• [Exercise]:
Once the line containing "point: ceiling fan blade" has been written out, stop; until then, restate each line of the entries below word for word from the first.

Stored data entries

>>>>

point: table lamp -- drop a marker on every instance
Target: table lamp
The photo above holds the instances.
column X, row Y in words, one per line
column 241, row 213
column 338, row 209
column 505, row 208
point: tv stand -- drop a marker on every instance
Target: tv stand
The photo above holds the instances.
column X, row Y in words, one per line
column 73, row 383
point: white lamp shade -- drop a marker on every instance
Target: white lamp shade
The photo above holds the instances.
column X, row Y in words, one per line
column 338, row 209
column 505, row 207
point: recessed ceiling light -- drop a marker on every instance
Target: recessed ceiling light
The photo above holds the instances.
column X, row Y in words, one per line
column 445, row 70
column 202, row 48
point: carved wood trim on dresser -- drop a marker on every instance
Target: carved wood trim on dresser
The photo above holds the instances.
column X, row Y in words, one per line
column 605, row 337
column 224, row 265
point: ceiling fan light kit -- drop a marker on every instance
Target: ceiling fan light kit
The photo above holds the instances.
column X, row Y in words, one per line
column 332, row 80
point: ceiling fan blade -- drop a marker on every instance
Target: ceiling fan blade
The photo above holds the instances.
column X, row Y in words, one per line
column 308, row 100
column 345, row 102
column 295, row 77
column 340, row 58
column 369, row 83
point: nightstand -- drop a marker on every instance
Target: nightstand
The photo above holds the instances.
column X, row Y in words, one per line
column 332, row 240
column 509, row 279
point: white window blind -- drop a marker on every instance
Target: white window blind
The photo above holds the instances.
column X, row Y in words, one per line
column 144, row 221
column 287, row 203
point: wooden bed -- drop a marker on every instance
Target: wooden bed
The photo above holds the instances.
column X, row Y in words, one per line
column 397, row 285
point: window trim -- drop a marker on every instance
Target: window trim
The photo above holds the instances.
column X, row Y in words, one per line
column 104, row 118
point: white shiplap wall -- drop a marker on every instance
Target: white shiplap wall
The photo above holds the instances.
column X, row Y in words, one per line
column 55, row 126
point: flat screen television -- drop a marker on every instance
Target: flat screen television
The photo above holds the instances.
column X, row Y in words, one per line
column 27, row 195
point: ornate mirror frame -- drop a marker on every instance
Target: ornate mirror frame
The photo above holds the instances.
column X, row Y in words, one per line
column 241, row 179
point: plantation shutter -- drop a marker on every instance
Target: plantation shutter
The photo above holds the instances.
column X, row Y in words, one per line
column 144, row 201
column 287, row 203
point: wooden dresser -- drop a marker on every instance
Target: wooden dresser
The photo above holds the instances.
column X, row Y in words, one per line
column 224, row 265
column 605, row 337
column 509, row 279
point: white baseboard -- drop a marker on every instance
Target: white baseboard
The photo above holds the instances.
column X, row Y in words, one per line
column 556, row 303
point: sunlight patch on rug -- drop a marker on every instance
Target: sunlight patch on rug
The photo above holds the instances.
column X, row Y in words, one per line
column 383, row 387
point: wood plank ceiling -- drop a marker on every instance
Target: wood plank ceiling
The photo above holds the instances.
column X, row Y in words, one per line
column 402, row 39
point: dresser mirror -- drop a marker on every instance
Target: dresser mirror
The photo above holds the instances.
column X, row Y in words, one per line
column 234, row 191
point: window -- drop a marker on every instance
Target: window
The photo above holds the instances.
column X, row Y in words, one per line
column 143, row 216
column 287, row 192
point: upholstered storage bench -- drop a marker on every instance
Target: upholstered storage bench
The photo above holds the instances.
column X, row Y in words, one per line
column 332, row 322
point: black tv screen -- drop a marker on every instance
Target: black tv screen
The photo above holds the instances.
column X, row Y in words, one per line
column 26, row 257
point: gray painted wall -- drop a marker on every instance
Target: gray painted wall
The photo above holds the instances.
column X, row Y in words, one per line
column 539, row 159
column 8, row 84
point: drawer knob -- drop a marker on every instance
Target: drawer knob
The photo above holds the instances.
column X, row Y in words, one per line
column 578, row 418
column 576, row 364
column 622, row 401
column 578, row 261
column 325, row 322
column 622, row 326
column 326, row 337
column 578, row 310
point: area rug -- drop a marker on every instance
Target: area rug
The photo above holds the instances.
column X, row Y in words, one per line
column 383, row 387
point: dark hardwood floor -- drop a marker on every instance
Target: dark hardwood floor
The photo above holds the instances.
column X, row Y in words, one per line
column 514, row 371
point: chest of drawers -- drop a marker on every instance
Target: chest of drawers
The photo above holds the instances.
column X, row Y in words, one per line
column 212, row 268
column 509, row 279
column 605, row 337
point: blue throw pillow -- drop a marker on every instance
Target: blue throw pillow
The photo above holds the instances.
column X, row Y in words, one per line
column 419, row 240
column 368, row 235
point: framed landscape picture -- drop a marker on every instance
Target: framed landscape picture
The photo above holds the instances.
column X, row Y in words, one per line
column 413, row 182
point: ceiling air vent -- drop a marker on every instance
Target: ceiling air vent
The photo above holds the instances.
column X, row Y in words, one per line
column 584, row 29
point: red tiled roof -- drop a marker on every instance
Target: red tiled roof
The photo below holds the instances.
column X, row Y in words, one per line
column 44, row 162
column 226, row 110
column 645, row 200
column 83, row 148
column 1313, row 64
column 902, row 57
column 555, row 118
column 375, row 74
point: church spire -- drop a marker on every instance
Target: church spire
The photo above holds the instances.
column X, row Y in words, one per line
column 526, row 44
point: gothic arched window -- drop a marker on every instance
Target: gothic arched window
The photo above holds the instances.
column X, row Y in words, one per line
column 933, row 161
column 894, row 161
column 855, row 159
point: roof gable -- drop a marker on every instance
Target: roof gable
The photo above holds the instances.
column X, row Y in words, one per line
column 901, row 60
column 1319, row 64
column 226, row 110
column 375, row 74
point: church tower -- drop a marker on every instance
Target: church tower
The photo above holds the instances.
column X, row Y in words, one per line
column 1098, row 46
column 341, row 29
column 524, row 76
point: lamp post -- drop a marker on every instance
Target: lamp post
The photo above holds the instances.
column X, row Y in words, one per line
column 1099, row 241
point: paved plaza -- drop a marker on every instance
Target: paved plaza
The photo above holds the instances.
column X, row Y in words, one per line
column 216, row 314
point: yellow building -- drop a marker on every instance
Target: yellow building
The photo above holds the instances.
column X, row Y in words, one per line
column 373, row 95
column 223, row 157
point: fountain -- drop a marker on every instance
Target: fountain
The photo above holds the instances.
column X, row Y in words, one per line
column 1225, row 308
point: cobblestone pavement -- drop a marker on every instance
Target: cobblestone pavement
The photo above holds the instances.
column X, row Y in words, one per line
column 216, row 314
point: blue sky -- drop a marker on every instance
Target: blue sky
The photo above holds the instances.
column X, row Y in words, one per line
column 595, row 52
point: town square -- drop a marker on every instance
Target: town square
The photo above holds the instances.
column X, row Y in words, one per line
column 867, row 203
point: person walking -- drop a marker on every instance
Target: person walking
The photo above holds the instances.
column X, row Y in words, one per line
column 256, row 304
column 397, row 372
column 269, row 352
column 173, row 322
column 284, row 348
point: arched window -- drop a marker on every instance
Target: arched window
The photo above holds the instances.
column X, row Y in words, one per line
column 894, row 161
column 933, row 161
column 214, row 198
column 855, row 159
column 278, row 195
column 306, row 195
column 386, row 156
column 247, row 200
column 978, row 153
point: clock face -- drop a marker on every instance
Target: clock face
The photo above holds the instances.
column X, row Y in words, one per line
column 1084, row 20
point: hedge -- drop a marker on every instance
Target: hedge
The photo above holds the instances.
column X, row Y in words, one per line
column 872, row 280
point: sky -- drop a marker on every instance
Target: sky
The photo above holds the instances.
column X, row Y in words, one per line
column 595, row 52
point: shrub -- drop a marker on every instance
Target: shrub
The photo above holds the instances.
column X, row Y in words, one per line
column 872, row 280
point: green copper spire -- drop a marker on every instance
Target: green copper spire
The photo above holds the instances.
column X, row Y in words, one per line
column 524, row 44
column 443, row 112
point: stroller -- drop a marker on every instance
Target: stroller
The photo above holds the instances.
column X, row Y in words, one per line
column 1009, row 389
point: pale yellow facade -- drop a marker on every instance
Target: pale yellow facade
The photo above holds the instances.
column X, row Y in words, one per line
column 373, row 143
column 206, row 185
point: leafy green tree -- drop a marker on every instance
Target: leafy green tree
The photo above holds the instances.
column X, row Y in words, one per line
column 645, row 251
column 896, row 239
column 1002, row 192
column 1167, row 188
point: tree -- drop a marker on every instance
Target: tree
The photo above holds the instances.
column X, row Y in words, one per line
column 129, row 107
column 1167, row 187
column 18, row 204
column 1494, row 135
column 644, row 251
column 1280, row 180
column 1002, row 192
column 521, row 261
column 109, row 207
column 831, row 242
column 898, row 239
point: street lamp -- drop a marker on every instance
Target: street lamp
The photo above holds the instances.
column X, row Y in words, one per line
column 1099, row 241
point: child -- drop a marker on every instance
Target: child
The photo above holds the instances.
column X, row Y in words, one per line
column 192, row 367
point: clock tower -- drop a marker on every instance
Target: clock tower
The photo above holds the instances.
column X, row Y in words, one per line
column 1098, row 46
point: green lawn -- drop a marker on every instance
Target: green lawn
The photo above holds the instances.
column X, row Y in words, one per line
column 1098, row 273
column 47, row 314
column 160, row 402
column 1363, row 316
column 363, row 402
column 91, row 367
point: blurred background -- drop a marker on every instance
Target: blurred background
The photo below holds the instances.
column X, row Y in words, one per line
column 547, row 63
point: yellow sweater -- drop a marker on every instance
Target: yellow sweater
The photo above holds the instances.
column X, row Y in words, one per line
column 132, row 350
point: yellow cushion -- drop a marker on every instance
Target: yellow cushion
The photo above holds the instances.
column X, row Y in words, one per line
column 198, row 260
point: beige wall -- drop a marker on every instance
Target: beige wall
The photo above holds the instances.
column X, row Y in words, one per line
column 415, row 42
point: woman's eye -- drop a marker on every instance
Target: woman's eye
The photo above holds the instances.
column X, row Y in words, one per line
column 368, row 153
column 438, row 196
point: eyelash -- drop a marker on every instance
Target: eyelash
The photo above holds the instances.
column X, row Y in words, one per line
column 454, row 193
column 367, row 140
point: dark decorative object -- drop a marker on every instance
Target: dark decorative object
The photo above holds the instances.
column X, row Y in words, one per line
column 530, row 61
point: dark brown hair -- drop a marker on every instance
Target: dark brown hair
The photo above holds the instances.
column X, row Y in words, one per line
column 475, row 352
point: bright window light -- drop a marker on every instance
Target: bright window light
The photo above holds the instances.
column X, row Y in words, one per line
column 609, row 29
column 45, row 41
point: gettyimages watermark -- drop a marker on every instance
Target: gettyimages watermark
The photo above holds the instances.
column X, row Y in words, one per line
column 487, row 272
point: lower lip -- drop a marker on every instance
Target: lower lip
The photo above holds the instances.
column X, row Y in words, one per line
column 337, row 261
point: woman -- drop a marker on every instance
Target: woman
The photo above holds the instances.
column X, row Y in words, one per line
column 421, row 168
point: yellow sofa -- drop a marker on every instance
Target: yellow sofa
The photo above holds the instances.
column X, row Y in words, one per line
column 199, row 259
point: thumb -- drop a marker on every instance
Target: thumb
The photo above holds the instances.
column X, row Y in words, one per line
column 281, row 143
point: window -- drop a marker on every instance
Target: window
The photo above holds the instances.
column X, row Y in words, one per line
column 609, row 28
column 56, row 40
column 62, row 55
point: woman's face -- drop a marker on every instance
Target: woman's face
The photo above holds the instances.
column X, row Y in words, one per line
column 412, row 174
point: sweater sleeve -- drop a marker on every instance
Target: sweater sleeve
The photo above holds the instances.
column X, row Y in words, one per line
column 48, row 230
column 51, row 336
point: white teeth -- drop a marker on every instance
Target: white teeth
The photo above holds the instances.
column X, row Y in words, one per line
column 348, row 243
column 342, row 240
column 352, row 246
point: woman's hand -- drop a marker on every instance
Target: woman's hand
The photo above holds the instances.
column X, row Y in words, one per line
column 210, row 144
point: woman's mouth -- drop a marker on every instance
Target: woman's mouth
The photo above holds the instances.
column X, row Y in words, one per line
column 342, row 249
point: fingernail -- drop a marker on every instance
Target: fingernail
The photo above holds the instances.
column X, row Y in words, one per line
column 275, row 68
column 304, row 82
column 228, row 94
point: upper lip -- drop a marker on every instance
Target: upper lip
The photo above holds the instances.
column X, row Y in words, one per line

<<<<

• [Answer space]:
point: table lamp -- drop a marker on every instance
Target: table lamp
The photo above holds the instances.
column X, row Y in words, one per line
column 241, row 213
column 338, row 209
column 505, row 208
point: tv stand -- drop a marker on every instance
Target: tv stand
The photo above holds the instances.
column X, row Y in words, one per line
column 73, row 383
point: white lamp shade -- drop a marker on every instance
Target: white lamp shade
The photo above holds the instances.
column X, row Y in words, one per line
column 338, row 209
column 505, row 207
point: recessed ceiling light -- drop a marker on every instance
Target: recessed ceiling light
The photo above holds the instances.
column X, row Y in words, one per line
column 445, row 70
column 202, row 48
point: carved wood trim on dresser -- drop a marker on every instance
Target: carved wood trim on dresser
The photo above holds the instances.
column X, row Y in words, one per line
column 605, row 337
column 224, row 265
point: ceiling fan light kit -- drop a marker on every instance
Target: ceiling fan light kit
The photo above holds the instances.
column X, row Y in words, one per line
column 332, row 80
point: ceiling fan blade -- drop a marker on every instance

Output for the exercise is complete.